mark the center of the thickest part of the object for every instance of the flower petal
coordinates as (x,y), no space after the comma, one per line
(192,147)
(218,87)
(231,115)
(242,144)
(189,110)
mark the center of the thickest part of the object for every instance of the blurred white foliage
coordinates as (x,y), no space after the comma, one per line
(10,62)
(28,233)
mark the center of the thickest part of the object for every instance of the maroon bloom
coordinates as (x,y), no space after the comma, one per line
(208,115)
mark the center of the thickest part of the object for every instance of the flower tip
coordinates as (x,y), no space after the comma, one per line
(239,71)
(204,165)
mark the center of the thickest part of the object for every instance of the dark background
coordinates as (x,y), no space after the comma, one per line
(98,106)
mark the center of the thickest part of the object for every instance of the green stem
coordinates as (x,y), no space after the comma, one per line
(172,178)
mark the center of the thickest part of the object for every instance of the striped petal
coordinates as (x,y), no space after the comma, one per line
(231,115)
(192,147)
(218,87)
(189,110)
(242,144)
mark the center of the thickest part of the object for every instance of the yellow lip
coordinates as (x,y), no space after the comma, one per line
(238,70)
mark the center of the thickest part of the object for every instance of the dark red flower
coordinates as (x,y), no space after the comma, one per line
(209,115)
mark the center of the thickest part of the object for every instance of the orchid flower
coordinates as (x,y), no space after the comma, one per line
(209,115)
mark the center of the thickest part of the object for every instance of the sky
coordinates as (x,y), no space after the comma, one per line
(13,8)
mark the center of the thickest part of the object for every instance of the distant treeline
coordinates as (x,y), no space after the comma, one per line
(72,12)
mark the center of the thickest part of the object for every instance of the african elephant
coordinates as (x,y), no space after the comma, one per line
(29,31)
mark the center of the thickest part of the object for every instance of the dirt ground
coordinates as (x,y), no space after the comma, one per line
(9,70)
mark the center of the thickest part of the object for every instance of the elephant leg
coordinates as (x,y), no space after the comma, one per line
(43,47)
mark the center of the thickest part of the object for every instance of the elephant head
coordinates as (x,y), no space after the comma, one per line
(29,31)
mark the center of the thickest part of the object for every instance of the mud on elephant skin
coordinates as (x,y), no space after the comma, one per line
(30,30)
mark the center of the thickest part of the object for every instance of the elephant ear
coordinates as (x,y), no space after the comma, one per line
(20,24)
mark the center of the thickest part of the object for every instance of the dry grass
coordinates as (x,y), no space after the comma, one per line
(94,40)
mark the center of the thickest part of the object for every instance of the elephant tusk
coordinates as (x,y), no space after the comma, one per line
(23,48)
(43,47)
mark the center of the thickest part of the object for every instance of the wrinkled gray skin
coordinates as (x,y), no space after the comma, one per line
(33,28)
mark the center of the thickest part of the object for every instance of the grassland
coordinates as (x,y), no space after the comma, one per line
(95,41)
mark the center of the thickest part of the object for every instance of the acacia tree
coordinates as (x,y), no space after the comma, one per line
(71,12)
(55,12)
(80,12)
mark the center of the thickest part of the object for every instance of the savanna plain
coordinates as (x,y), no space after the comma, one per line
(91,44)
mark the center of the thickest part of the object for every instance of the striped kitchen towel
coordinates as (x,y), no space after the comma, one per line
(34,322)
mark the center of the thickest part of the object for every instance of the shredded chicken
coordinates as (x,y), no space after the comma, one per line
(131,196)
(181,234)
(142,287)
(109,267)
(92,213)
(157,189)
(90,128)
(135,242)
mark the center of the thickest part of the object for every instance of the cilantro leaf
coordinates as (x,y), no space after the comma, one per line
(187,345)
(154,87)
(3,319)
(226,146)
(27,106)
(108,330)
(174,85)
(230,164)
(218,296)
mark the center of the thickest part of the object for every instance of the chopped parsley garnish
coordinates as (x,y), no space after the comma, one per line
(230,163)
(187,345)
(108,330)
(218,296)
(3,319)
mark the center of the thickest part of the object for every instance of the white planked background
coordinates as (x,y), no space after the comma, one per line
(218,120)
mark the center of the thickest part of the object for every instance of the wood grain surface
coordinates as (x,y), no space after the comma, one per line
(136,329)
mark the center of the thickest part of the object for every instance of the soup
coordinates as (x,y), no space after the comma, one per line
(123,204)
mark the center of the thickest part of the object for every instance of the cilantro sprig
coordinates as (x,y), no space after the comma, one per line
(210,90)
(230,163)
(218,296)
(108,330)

* REQUIRED ACTION: Please retype all of the lines above exactly as they stand.

* RESPONSE BELOW:
mark the center of the thickest part of the object for every instance of the flower petal
coordinates as (x,y), no space after the comma, one per line
(192,147)
(218,87)
(231,115)
(242,144)
(189,110)
mark the center of the thickest part of the object for every instance of the blurred white foliage
coordinates as (x,y), no space after the comma, one per line
(10,62)
(28,233)
mark the center of the thickest part of the object for every instance of the maroon bloom
coordinates as (x,y), no space after the comma, one per line
(208,115)
mark the center of the thickest part of the object for every instance of the flower tip
coordinates as (x,y), no space after the comma, one per line
(239,71)
(204,165)
mark the center of the thickest part of the object for every instance of the dark background
coordinates as (x,y), no space after the comma, one per line
(98,106)
mark the center of the thickest part of the object for every instance of the green stem
coordinates as (x,y), no space after the comma, one per line
(172,178)
mark the center of the thickest part of the object for every instance of the striped petal
coordinates as (x,y), no space after the comma, one per line
(231,115)
(192,147)
(218,87)
(189,110)
(242,144)
mark the center of the thickest part of the object for every instance of the yellow lip
coordinates as (x,y), no space after the comma, one per line
(238,70)
mark the center of the thickest part of the object for every instance of the dark red flower
coordinates as (x,y), no space after the comma, one per line
(209,115)
mark the center of the thickest part of the object for every instance of the orchid flower
coordinates as (x,y), no space after the comma, one per line
(209,115)
mark the center of the thickest part of the object for every instance of the sky
coordinates as (x,y), no space after the comma, one per line
(13,8)
mark the center of the thickest part of the object for every instance of the distant treeline
coordinates as (x,y), no space after the comma, one per line
(72,12)
mark the center of the thickest part of the object for every instance of the african elephant
coordinates as (x,y), no space after the comma, one per line
(29,31)
mark the center of the thickest part of the object for every instance of the dirt ground
coordinates as (x,y), no space after the comma, one per line
(9,70)
mark the center of the thickest part of the object for every instance of the elephant leg
coordinates as (x,y), no space after the comma, one per line
(43,47)
mark the center of the thickest part of the object for every instance of the elephant head
coordinates as (x,y), no space after the comma, one per line
(29,31)
mark the center of the thickest part of the object for every instance of the mud on elephant skin
coordinates as (x,y), no space after the comma, one per line
(30,30)
mark the center of the thickest part of the object for every instance of the elephant ear
coordinates as (x,y), no space after the comma, one per line
(20,24)
mark the center of the thickest part of the object for every instance of the dry grass
coordinates as (x,y), no space after the comma, one per line
(94,40)
mark the center of the thickest part of the object for every instance of the elephant tusk
coordinates as (x,y), no space after the comma, one per line
(23,48)
(43,47)
mark the center of the thickest part of the object for every instance of the wrinkled gray skin
coordinates as (x,y), no space after the comma, one per line
(33,28)
mark the center of the thickest part of the object for every instance of the grassland
coordinates as (x,y), no space after the comma, one per line
(95,41)
mark the center of the thickest part of the object for every instance of the acacia tree
coordinates as (x,y), no space after the comma, one per line
(71,12)
(55,12)
(80,12)
mark the center of the thickest part of the object for every instance of the savanna plain
coordinates as (x,y), no space after the comma, one per line
(91,44)
mark the center of the thickest part of the object for every instance of the striped kitchen towel
coordinates as (x,y), no space after the comma, one per line
(34,322)
mark the center of the thickest part of the object for every instance of the shredded chicken
coordinates as (x,y), no space after the comma, one per line
(131,196)
(181,234)
(142,287)
(109,267)
(92,213)
(157,189)
(90,128)
(135,242)
mark the center of the thickest part of the object for every instance of the cilantro leaf
coordinates as (x,y), no space after the comma, one per line
(187,345)
(154,87)
(3,319)
(226,146)
(27,106)
(108,330)
(174,85)
(230,164)
(218,296)
mark the center of the thickest part of the object for every instance of the chopped parsley garnish
coordinates as (x,y), no space after the comma, one per line
(230,163)
(187,345)
(108,330)
(218,296)
(3,319)
mark the center of the thickest part of the object for every instance of the white planked background
coordinates as (x,y), no space after the comma, one per line
(218,120)
mark the center of the thickest part of the object for every instance of the wood grain surface
coordinates as (x,y), no space after the comma, one per line
(136,329)
mark the center of the thickest part of the object for every instance of the soup
coordinates as (x,y), no space after the comma, one per line
(123,204)
mark the center of the thickest part of the object for every instance of the cilantro sprig
coordinates as (x,y), no space after the comma, one per line
(210,90)
(230,163)
(218,296)
(108,330)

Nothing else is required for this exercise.